◆ Text passage ◆
== Segment start ==
On June 10, 2020, the Federal Reserve maintained its target for the federal funds rate—the benchmark for most interest rates—to a range of 0% to 0.25%. The next Fed meeting is on July 28-29 and given the recent economic indicators and the rise in corona virus cases, there is a strong possibility that the Fed may have to cut interest rates once again. But, that would mean we go into an environment of negative  interest rates. Negative interest rates are an unconventional economic concept that could turn the world of banking on its head. Federal Reserve Chairman Jerome Powell has repeatedly talked down the idea of below-zero borrowing costs in the U.S. But, he may not have a choice.

Central banks in Europe and Japan have already cut into negative territory, and yields on shorter-term US Treasury bills that mature in one year or less have already dipped below zero. But it comes with fine print: Those policies often come with mixed results and could cause more problems than they solve.

Future Wealth’s View

Negative interest rates operate in an upside-down world of banking. Instead of a bank paying you to park your cash in a savings account, you’ll have to pay them to hold onto your cash. Think of it like a storage fee. And instead of having to pay interest on a loan if you go out and buy a car, you’ll earn a little bit of money with negative rates. If the Fed decided to cut the benchmark borrowing cost, they will then elect to charge banks a fee for parking their reserves in accounts at the Fed. Banks would then pass that policy rate on to consumer products, meaning it will get filtered through to the rest of the economy.

But the impact of negative yields are far from benign. If yields were to turn negative, it’d be unlikely for you to get paid to take out something like a mortgage or an auto loan, and even more so, banks might not want to write out those loans. There’s also a concern that negative yielding consumer products could cause bank runs. People might prefer to keep their money under their mattress, where the interest rate is at least 0 percent.

Given this backdrop, being in equities is a lot safer (if you can believe it) than parking money in a savings account. Is this a twilight zone we are living in or what?
== Segment end ==
◆ Exercise requirements ◆
(1) Answer these questions from the text on negative interest rates:
(a) To what range did the Federal Reserve hold its federal funds rate target on June 10, 2020?
(b) Central banks in which places have already cut into negative territory?
(c) Where might people prefer to keep their money if consumer products had negative yields?
(2) Please translate this sentence from the text on negative interest rates into Spanish: "Negative interest rates operate in an upside-down world of banking."

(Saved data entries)
== Segment start ==
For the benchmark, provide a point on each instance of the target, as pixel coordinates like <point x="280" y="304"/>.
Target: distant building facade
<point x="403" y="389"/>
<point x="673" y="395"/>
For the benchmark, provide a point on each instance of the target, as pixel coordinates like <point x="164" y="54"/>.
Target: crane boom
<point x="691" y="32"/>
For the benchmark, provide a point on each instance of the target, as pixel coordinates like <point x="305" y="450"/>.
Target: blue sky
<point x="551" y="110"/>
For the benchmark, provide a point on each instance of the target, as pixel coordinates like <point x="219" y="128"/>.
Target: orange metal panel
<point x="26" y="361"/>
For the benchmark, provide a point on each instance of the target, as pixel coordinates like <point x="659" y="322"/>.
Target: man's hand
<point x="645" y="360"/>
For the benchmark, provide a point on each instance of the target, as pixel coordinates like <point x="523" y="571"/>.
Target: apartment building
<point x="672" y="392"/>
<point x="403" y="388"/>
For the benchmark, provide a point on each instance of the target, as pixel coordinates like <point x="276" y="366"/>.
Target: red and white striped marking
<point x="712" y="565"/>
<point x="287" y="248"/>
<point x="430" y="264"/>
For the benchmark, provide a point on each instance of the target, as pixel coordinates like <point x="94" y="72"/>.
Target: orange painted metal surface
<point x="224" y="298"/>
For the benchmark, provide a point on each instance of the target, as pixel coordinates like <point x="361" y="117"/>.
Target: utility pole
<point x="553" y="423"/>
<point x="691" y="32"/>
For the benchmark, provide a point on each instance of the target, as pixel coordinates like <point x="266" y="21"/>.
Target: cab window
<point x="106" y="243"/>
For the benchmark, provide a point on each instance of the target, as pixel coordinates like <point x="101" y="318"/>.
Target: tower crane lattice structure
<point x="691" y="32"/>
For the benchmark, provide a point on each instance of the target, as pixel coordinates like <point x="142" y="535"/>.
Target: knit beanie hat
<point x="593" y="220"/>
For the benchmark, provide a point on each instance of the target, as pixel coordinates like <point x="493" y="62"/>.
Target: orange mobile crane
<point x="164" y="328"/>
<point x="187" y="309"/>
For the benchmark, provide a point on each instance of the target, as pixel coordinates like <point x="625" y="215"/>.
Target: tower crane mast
== Segment end ==
◆ Results of the tasks ◆
(1)
(a) 0% to 0.25%
(b) Europe and Japan
(c) Under their mattress

(2) Las tasas de interés negativas operan en un mundo bancario al revés.